[Referring expression data]
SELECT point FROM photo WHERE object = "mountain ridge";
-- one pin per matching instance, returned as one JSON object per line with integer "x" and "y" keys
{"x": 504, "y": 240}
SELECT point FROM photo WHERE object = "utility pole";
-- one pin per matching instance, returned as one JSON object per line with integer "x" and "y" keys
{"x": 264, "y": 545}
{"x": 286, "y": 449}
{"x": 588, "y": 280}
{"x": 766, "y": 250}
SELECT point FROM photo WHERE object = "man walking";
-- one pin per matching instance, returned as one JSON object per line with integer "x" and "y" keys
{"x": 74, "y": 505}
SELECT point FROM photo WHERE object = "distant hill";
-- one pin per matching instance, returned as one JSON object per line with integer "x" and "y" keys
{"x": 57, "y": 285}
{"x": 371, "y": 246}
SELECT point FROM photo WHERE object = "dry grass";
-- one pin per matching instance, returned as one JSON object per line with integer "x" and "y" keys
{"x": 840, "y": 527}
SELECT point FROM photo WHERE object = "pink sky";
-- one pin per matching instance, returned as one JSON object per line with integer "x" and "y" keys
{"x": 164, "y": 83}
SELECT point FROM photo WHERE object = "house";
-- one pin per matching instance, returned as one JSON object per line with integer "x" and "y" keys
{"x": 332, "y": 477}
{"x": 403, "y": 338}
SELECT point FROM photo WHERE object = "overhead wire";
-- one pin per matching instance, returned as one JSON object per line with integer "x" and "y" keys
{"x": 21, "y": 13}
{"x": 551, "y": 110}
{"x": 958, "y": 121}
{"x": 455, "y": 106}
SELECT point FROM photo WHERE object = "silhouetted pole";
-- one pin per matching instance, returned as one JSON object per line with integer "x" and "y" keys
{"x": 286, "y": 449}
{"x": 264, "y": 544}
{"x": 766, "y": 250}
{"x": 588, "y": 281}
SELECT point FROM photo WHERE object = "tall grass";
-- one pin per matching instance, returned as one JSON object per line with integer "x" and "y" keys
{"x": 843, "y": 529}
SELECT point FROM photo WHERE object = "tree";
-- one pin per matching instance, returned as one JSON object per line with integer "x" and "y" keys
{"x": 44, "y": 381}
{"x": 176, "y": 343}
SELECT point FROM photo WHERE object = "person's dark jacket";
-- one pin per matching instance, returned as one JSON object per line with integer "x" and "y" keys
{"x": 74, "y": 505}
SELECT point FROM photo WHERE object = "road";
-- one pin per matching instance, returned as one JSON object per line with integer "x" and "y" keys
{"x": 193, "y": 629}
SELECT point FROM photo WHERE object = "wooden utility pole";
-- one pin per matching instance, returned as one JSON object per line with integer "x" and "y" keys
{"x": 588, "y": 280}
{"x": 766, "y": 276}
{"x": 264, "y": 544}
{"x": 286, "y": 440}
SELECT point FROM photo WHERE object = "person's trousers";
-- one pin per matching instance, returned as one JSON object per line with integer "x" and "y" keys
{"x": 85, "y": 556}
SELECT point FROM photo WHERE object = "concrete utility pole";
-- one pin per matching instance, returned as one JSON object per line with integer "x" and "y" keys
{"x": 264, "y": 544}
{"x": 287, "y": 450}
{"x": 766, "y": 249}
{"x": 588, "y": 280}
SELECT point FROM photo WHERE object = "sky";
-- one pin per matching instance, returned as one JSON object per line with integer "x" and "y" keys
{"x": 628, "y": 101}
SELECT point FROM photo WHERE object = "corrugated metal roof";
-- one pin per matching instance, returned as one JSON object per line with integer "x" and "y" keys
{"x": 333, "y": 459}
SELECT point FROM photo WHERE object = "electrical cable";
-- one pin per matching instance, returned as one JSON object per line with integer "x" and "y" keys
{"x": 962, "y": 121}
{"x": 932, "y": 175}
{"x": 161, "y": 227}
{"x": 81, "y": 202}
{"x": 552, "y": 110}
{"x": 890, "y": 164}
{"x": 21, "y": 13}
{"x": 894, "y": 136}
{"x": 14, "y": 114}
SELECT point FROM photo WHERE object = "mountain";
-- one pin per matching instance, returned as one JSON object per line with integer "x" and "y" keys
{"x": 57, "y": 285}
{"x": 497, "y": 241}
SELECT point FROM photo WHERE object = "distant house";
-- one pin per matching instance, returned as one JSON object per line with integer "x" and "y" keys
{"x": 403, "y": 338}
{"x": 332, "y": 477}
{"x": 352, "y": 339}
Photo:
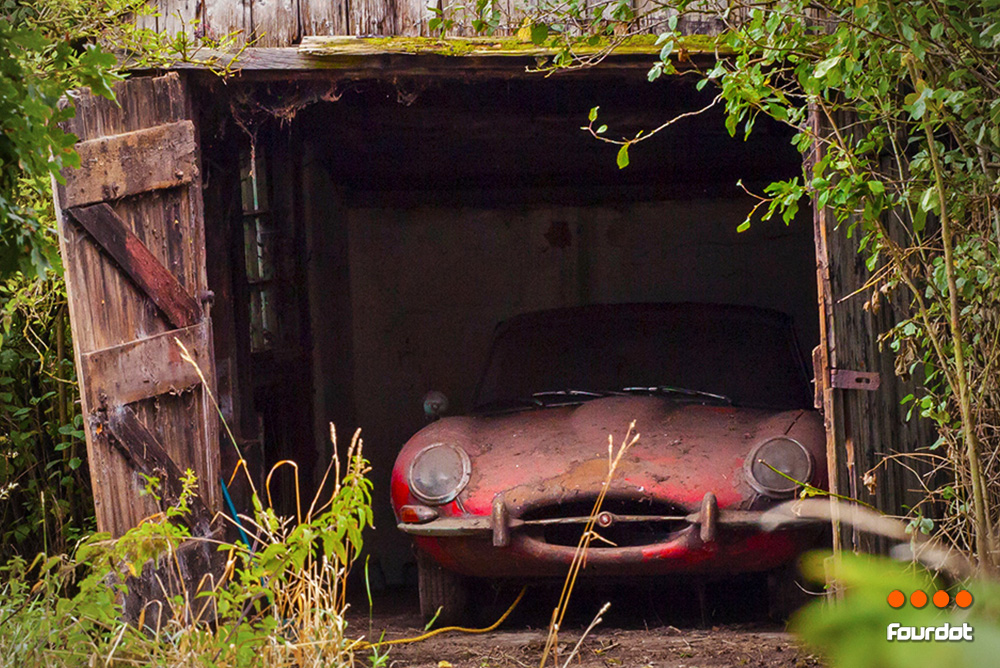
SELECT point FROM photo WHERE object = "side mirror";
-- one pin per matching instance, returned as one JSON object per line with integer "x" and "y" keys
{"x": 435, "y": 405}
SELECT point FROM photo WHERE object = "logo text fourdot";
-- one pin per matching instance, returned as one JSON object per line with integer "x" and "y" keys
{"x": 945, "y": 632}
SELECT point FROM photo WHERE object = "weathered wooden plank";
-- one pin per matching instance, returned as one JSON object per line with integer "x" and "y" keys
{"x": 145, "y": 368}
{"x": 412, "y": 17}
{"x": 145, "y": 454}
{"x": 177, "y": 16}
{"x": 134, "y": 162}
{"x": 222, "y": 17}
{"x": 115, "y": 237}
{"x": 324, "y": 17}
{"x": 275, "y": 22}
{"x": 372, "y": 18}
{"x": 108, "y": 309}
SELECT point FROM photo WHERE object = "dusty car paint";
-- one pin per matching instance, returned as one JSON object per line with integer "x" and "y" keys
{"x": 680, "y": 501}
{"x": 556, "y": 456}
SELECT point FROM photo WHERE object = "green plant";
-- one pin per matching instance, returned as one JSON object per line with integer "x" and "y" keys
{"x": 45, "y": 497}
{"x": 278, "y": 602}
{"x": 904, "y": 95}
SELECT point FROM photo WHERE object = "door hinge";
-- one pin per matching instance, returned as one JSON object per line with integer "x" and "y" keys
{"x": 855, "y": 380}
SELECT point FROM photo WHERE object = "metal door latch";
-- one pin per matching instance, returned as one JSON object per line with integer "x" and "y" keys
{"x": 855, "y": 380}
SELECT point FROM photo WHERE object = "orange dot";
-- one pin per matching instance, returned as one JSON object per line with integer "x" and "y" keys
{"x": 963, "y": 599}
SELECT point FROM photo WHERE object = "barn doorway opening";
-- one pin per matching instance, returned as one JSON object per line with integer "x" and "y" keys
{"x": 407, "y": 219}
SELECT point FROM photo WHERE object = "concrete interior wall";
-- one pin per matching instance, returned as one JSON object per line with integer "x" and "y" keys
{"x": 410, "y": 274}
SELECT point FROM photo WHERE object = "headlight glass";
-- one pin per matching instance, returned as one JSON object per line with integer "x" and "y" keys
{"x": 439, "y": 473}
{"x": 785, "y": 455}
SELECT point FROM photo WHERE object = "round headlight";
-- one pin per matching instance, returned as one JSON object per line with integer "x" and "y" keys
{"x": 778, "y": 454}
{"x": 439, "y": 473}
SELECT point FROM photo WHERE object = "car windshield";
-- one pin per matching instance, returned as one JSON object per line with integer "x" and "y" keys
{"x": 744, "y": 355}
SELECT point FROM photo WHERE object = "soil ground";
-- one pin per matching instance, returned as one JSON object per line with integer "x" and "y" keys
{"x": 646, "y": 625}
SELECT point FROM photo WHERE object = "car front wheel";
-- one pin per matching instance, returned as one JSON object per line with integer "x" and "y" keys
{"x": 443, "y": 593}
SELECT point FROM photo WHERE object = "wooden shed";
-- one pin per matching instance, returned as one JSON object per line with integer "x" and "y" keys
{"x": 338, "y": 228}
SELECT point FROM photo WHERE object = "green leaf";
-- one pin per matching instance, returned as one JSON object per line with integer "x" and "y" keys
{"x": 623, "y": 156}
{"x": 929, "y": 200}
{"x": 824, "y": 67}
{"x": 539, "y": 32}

### AIM OF THE TASK
Only the lines containing the string "headlight" are needed; pull them out of the records.

### YOUR RESPONSE
SELECT point FROM photo WHERE object = "headlight glass";
SELECT point FROM photo WHERE object = "round headlight";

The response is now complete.